■ **GIVEN TEXT**:
########

Well, here we are again. Saturday is opening day for rifle deer season. It is an exciting time but, for me, not as much as it once was, for reasons stated later. No matter how one might feel about the Saturday opener, it looks as though it’s here to stay.
Back in 2001, in my book, I wrote a chapter entitled “ Older, but Better..” Back then, I was in my early fifties. Now, I am seventy six. Things are a lot different nowadays. Older is no longer better, at least where the outdoors are concerned. Now, a lot of my outdoor activities depend on such things as weather. I now really prefer the early muzzleloader season and the senior license holder seasons in October to the regular deer season and the after Christmas flintlock season. Thousands of miles of jogging ruined my knees, and I have arthritis in other joints as well. The bitter cold seems to find all of the bad spots. Since my bout with Covid, such things as sensitivity to cold and balance issues have become more severe.
My best friend (old Bub) and I often discuss the concept of life as a baseball game, a game in which we are in the late innings. Just as with the national pastime, things get a bit different after the seventh inning stretch. There was a time when I could sit out in the open for an entire bitter cold day. This is no longer the case. Now, I have to pretty much confine myself to warm days. Even hunting from a heated stand is a task on the really cold days. If I sit still in the open for too long, my feet and hands go numb, and I start to shiver. This is especially true of my hands, which suffered second degree frostbite a couple of years ago. That just won’t do. Years ago, I would often hunt all morning, then go home for lunch. After lunch, I would go back out again. I don’t do that anymore. Instead, I doze on the couch in my hunting clothes until I get up the ambition to shower and bag it for the day. I used to laugh at the “old guys” who did that.

########

■ **AIM OF THE TASK**: In the text on aging and deer season, the sentence beginning "I now really prefer" names several hunting seasons. List every season named in that sentence, and note whether the writer prefers it or not.

########

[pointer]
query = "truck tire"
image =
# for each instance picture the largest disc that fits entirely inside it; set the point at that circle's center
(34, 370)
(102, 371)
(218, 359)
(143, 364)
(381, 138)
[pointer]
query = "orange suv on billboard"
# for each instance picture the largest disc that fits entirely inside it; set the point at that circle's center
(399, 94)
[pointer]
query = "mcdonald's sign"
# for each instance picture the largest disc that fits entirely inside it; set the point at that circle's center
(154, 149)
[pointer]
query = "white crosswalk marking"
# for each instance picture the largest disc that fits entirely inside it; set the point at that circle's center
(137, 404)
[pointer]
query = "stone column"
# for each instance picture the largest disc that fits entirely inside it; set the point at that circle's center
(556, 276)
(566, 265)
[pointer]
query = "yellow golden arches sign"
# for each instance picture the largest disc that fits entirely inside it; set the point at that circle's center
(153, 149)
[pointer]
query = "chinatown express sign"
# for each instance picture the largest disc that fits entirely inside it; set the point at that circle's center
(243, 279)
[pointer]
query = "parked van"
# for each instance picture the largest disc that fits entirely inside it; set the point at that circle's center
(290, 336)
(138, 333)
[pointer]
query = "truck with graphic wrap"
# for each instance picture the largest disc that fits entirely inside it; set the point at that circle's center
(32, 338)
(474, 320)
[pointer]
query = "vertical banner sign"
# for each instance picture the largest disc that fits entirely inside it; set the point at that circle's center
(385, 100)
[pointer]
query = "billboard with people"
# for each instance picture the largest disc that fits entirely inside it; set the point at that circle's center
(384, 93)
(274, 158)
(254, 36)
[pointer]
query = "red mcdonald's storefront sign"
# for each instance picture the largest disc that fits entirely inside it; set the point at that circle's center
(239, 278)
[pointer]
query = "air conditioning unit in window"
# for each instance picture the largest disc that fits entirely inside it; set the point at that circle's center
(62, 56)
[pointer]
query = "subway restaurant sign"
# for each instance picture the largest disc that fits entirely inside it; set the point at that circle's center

########

■ **RESULT OF THE EXERCISE**:
- Early muzzleloader season: preferred
- Senior license holder seasons in October: preferred
- Regular deer season: not preferred
- After Christmas flintlock season: not preferred